Written leases are preferable because they give both tenant and landlord a permanent record of their agreement. Even month-to-month rental agreements can be made in writing. Leases are binding contracts and are difficult to break once signed. You should understand and be comfortable with all provisions of a lease before signing.
A written lease for a term fixes all terms of the agreement so that no changes can be made for a given period of time. All obligations are set out clearly, rent cannot be increased during that period of time and tenants may not be evicted unless they violate a term of the lease.
The disadvantage is that if a tenant has to move before the end of the period, he/she may be liable for the entire period. Be sure to read the lease carefully before you sign. Whether you have an oral or written agreement, when you plan to move out, you must give written notice, usually at least 30 days before the agreement ends.
Before signing your lease
Landlords usually ask for a security deposit at the time the lease is signed. You may be asked to pay the last month’s rent, as well. Regardless of what it is called in the lease or rental agreement, any sum you pay the landlord to hold as security for damages to the premises or unpaid rent is considered “security.”
Make sure the charges you pay at the beginning of your tenancy are clearly explained in your lease or rental agreement.
Before you move in
You may be held legally responsible for any damages you or your roommates and guests do to the premises while living there. However, you are not responsible for normal “wear and tear.” To protect yourself, insist that the landlord inspect the premises before you move in.
Write down any damage or problems on a sheet of paper that both you and the landlord sign, along with an acknowledgement that these damages or problems existed before moving in and you were not responsible for them. If the premises are not clean when first moving in and you have to clean it yourself, ask the landlord to adjust your first month’s rent or change the lease to indicate that you do not have to clean before you move out.
Keep in mind that by not cleaning the premises, the landlord has saved time and/or money.
Some landlords require tenants to have co-signers, a person who does not live in the apartment but who agrees to pay rent if the tenant does not. Parents are usually the co-signers for students but some adults can also be a co-signer. A requirement that parents co-sign a lease may be discriminatory. Before you agree to a co-signed lease, learn why it is required. Landlords must have clear, consistent standards for requiring co-signers. It cannot be required because you are a student or from a foreign country. These standards are discrimination.

- **Dataset content**:
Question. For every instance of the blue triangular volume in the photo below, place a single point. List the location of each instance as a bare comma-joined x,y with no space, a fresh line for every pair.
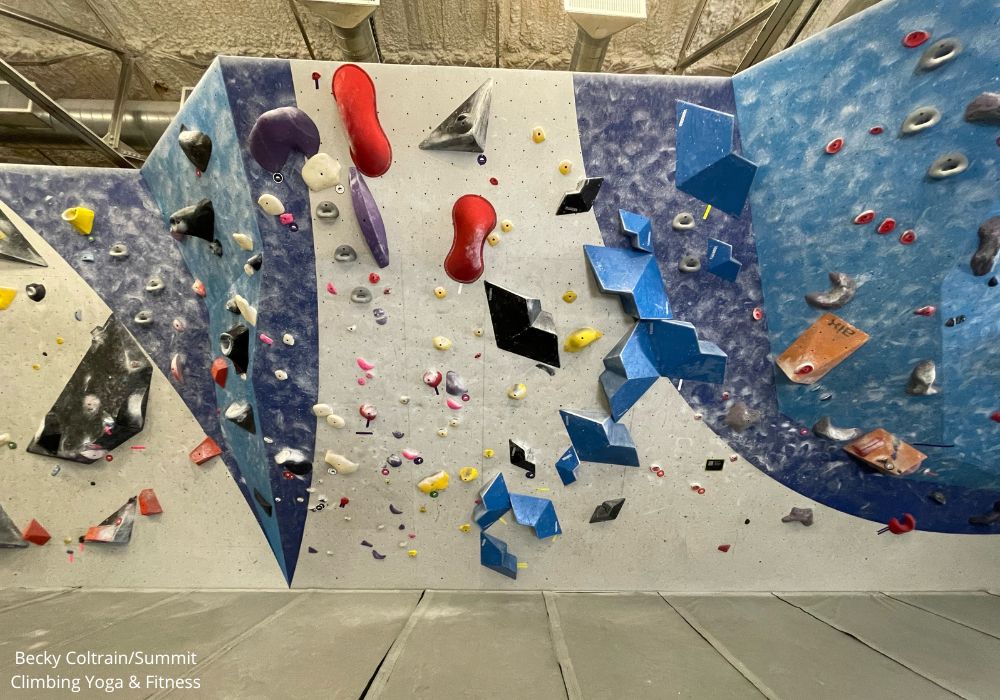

- **Set exercise A**: According to the lease advice, how long before the agreement ends must written notice of moving out usually be given?
- **Set exercise B**: Repeat the lease advice word for word, starting at "Make sure the" and ending at "you move out.".
The material after the lease advice is separate from it.

- **Exercise output A**: Usually at least 30 days before the agreement ends.

- **Exercise output B**:
Make sure the charges you pay at the beginning of your tenancy are clearly explained in your lease or rental agreement.
Before you move in
You may be held legally responsible for any damages you or your roommates and guests do to the premises while living there. However, you are not responsible for normal “wear and tear.” To protect yourself, insist that the landlord inspect the premises before you move in.
Write down any damage or problems on a sheet of paper that both you and the landlord sign, along with an acknowledgement that these damages or problems existed before moving in and you were not responsible for them. If the premises are not clean when first moving in and you have to clean it yourself, ask the landlord to adjust your first month’s rent or change the lease to indicate that you do not have to clean before you move out.